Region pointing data

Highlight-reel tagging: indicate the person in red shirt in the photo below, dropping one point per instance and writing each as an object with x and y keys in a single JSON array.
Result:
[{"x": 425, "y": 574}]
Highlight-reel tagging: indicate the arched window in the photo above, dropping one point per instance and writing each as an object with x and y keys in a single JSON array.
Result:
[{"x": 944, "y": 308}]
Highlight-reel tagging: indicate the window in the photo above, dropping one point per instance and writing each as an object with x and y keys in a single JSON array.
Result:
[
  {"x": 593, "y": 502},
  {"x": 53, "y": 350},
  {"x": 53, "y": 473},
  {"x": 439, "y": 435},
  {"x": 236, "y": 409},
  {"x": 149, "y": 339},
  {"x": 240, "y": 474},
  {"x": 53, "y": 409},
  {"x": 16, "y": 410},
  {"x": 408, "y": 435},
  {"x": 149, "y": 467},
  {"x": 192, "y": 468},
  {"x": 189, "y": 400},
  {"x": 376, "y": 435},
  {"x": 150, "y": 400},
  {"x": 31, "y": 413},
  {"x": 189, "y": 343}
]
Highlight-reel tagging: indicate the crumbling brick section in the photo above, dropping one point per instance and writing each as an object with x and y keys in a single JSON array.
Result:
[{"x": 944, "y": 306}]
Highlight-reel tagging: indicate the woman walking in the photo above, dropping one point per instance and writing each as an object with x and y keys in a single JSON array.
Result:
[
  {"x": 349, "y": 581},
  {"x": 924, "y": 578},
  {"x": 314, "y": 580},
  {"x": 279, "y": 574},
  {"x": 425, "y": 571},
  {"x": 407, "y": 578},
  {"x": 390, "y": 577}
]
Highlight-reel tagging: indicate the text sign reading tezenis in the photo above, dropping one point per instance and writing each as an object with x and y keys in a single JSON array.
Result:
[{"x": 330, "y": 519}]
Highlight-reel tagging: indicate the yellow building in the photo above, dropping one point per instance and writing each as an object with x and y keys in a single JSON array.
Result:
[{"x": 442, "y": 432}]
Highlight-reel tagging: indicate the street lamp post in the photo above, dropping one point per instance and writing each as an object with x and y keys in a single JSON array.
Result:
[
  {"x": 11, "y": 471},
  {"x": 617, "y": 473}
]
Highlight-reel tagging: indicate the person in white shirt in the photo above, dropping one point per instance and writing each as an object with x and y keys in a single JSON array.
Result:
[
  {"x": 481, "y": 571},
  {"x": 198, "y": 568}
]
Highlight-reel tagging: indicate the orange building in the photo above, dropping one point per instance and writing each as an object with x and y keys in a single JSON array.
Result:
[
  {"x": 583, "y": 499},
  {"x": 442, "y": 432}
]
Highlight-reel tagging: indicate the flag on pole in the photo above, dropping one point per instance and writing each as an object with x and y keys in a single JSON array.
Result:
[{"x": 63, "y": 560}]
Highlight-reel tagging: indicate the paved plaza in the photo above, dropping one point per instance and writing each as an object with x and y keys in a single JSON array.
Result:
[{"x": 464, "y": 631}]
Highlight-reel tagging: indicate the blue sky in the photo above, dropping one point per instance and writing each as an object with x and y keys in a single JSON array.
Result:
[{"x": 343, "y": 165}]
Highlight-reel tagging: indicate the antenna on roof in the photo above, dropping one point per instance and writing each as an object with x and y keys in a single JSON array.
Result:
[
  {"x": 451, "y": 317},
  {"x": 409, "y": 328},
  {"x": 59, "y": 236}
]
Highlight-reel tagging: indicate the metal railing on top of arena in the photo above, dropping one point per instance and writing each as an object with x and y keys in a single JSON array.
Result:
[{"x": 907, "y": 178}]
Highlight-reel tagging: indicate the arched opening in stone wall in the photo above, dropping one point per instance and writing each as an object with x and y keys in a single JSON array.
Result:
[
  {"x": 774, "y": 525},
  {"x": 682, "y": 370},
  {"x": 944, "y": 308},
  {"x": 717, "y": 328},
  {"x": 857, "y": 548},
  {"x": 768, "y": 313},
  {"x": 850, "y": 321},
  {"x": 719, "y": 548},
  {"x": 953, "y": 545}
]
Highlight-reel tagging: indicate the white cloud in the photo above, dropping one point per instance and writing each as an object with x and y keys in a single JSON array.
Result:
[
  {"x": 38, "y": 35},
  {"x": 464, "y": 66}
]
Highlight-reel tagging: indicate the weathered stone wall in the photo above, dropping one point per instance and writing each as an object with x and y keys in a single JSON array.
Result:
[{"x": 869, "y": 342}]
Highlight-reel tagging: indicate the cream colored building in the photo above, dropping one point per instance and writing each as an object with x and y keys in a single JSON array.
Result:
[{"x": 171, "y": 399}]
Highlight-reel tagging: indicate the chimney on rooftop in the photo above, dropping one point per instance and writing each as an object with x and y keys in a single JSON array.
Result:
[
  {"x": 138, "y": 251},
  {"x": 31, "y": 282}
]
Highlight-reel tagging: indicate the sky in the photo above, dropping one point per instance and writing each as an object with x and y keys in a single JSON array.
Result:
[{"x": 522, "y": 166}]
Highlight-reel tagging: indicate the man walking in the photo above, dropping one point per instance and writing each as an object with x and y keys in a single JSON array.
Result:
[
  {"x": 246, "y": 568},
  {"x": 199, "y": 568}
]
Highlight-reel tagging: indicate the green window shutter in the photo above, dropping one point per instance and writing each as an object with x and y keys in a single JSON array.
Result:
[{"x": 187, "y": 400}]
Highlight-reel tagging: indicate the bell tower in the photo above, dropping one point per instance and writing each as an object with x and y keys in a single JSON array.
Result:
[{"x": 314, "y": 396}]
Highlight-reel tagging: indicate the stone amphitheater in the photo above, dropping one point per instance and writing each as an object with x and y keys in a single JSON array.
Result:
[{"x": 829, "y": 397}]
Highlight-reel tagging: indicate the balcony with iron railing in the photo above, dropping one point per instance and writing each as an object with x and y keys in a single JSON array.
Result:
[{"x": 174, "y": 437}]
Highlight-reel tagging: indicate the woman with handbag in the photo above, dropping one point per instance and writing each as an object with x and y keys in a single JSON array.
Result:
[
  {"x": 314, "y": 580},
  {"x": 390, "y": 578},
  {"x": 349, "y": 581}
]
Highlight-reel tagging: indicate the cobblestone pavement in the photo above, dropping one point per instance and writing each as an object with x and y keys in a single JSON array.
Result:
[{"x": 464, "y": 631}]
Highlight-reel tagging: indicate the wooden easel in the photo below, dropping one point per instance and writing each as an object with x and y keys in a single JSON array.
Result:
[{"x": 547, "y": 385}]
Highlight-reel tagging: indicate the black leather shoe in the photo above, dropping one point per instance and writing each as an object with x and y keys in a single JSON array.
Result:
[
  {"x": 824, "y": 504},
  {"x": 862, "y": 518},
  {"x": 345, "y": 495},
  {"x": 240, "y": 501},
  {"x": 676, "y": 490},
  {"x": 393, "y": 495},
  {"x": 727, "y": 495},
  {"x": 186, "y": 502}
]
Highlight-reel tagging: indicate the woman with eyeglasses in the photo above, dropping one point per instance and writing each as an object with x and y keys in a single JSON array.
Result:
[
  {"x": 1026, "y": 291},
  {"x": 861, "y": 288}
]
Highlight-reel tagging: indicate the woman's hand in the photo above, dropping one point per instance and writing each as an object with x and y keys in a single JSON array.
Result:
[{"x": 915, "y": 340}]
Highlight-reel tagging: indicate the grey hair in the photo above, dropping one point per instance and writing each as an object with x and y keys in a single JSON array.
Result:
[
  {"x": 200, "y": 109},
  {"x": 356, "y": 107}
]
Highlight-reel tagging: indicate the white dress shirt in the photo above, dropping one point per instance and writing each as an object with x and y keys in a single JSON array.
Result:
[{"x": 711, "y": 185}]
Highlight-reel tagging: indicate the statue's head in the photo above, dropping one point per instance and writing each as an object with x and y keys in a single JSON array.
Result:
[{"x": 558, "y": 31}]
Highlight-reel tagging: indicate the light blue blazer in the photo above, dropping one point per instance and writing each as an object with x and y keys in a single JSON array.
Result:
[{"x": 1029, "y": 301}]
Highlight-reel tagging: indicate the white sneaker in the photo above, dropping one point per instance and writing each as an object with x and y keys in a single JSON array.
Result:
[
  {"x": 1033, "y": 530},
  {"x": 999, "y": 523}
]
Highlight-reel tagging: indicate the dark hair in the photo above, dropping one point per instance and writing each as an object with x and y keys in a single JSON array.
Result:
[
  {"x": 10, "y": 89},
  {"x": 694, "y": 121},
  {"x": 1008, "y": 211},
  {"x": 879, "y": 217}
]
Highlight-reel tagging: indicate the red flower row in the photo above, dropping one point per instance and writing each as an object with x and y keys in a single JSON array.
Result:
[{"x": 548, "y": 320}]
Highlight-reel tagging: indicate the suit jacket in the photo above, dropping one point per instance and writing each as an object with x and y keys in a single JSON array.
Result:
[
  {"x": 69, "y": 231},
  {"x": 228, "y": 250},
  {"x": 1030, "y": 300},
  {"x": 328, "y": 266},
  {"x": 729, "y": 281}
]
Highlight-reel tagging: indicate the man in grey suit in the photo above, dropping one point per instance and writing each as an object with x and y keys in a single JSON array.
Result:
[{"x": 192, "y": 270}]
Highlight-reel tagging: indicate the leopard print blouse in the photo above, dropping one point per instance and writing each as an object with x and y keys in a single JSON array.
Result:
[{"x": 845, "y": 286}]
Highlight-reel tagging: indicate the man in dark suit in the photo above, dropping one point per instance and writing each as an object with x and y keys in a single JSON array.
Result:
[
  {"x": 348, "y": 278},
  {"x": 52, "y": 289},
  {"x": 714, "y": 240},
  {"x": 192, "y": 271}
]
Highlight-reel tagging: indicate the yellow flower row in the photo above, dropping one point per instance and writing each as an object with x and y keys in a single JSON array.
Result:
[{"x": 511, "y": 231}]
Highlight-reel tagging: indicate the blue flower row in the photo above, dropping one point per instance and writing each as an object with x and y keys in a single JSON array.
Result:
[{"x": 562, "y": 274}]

(Directions for this task): Go through the data above and copy each line that holds the word "yellow".

(Your solution):
Highlight-reel tagging: indicate the yellow building in the photo above, dropping one point per instance and writing each as an object with x and y keys in a single JSON array.
Highlight-reel tagging: indicate the yellow flower row in the photo above, dropping one point per instance and writing each as an object with x and y keys in a single JSON array.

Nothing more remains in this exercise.